EXCERPT TO READ:

==========

Veneer Aesthetics – Direct Composite Vs Porcelain
A 30-year-old female patient with porcelain veneers on teeth 11 and 21 came to the office wishing to improve the shape and color of tooth 13 (Img. 1). The patient had right maxillary lateral incisor agenesis, and therefore her canine had been transformed with composite resin into a lateral incisor. However, the restoration had undergone discoloration over the years, and seemed to be too big as the aim of the previous restoration was to close a diastema.
The issue consisted in the type of material to propose to the patient: would porcelain veneer be the best choice?
Of course it is possible, but it would be very demanding for the dental technician to make a single, asymmetrically positioned porcelain veneer. He would have to spend many hours, probably remaking it many times in order to obtain a similar shade to the neighboring teeth. It is also challenging to make the tooth look smaller and close the diastema at the same time, as in many cases porcelain restorations may make teeth appear bigger.
Treatment Plan: direct composite veneer was planned and a silicone guide was made from a mock-up.
Porcelain veneers are a generally accepted and popular method for anterior tooth restoration due to the possibility of excellent aesthetics, function (anterior and canine guidance, phonetics) and biological integration of the restoration. However, in order to achieve clinical success with porcelain veneers, several conditions need to be fulfilled. These include valuable and well designed tooth preparation, precise veneer fabrication in the laboratory, and cementation with rubber dam in place according to strict adhesive procedures. When asymmetric restoration is needed, it is extremely difficult for the dental laboratory to obtain predictable aesthetics and shade. With recently introduced techniques based on quantitatively added layers (Silicone guide, Misura instrument, My Shade Guide) it is possible to achieve a direct composite restoration that is predictable in regard to aesthetics and shade selection. As it takes only one appointment and does not involve laboratory procedures, it is more economical for both the patient and the dental practice. Another advantage is reparability, which is relatively easy and usually involves only a short appointment but would be quite difficult or sometimes impossible in the case of a porcelain veneer repair. The author of this case report does not wish to assert that composite veneers are better in most cases, but they certainly can be the preferred option in many cases of contemporary dentistry.

==========

WORK REQUIRED: Please reproduce the passage from the veneer case report, starting at "Veneer Aesthetics –" and ending at "close a diastema.".

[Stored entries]
==========

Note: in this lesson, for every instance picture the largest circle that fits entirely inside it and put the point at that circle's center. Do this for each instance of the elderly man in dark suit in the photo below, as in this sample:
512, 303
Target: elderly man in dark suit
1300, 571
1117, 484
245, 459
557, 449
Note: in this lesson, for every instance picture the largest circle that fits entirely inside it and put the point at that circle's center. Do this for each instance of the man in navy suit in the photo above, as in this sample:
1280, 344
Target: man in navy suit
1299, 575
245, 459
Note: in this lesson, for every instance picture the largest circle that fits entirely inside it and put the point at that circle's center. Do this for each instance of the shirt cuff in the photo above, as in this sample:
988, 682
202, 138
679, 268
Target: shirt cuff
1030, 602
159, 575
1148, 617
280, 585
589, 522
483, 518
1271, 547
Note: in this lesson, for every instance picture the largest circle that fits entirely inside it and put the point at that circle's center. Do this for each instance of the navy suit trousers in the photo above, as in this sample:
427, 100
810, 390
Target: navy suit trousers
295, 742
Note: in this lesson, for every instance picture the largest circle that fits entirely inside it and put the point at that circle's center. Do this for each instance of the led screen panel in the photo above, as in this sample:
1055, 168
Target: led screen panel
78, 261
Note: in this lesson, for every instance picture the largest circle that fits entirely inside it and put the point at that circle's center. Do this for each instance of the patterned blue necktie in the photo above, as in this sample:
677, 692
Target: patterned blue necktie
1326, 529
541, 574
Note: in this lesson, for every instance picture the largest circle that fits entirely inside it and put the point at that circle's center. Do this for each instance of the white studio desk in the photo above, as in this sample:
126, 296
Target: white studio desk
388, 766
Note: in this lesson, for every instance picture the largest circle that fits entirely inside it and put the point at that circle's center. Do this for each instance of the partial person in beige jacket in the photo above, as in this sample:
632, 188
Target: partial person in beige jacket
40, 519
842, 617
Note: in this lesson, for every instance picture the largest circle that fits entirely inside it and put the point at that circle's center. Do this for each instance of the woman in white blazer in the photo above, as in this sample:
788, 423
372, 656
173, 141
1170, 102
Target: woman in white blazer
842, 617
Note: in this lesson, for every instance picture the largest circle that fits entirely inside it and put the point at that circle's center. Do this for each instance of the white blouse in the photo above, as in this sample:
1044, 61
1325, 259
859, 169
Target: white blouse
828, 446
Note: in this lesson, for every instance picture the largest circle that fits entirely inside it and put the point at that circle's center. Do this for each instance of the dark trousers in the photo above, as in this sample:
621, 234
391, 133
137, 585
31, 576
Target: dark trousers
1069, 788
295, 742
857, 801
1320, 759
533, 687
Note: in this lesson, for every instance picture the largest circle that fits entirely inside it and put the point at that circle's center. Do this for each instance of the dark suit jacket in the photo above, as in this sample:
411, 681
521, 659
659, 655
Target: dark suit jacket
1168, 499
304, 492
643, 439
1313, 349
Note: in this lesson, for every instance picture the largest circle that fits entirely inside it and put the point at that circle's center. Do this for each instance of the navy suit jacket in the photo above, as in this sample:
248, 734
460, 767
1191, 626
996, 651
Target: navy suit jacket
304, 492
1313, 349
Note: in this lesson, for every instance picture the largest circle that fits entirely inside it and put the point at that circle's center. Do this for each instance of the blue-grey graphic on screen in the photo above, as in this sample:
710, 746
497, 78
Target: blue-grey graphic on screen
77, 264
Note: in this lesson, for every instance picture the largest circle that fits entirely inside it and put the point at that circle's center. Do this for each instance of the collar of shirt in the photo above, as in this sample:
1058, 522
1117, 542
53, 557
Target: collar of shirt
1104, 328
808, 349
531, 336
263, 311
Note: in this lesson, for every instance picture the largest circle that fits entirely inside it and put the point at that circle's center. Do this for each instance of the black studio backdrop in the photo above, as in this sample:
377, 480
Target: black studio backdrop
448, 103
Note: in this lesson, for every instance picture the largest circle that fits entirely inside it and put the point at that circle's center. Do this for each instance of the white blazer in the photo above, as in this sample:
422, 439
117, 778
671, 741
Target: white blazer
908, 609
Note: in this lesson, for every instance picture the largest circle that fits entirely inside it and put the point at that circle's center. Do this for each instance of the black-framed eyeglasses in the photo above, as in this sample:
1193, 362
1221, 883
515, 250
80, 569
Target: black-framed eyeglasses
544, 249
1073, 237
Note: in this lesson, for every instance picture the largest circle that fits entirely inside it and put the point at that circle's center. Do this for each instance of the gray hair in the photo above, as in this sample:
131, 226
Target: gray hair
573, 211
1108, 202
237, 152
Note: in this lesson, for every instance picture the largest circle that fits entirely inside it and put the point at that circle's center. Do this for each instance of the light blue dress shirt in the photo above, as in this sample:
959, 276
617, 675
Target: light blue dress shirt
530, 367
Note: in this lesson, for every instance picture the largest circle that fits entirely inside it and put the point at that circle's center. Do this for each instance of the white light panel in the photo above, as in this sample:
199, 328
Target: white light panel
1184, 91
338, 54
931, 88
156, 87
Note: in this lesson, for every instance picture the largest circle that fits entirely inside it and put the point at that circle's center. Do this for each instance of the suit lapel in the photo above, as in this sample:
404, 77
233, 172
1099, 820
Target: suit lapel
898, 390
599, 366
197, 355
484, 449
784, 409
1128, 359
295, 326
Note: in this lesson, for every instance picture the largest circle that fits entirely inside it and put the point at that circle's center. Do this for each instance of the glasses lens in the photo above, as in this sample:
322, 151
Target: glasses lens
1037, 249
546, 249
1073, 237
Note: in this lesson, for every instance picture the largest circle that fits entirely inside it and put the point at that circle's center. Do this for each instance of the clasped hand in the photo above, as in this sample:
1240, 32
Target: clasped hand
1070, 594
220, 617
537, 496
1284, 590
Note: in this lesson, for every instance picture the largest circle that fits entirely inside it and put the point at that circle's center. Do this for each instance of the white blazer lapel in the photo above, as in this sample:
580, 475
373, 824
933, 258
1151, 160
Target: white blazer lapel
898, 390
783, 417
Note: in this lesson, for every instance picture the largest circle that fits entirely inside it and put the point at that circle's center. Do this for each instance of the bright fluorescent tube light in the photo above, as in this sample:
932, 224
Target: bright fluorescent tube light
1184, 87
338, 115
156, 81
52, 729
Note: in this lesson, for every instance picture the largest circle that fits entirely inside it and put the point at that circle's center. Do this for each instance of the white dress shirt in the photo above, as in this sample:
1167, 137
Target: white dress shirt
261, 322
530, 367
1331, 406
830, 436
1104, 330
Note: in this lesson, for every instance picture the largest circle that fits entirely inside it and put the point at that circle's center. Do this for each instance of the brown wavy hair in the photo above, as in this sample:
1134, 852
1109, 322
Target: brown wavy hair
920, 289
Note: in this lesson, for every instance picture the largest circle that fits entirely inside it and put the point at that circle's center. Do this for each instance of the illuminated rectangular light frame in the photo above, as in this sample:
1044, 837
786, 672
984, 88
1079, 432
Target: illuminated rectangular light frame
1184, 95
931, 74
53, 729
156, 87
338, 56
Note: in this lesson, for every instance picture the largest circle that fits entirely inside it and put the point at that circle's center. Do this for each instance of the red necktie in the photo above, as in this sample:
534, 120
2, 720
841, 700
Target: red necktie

==========

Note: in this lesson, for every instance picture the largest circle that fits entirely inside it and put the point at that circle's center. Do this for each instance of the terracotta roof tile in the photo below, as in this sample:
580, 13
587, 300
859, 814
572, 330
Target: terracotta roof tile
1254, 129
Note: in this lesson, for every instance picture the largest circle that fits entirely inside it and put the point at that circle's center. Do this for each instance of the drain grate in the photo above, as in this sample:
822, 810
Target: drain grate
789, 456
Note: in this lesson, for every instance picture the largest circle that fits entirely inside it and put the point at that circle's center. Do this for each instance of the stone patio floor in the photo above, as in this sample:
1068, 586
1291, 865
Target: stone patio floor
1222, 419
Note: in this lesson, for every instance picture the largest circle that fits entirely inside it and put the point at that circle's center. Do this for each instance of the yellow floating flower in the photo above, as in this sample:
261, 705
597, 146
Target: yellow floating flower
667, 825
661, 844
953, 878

==========

ANSWER BOX:
Veneer Aesthetics – Direct Composite Vs Porcelain
A 30-year-old female patient with porcelain veneers on teeth 11 and 21 came to the office wishing to improve the shape and color of tooth 13 (Img. 1). The patient had right maxillary lateral incisor agenesis, and therefore her canine had been transformed with composite resin into a lateral incisor. However, the restoration had undergone discoloration over the years, and seemed to be too big as the aim of the previous restoration was to close a diastema.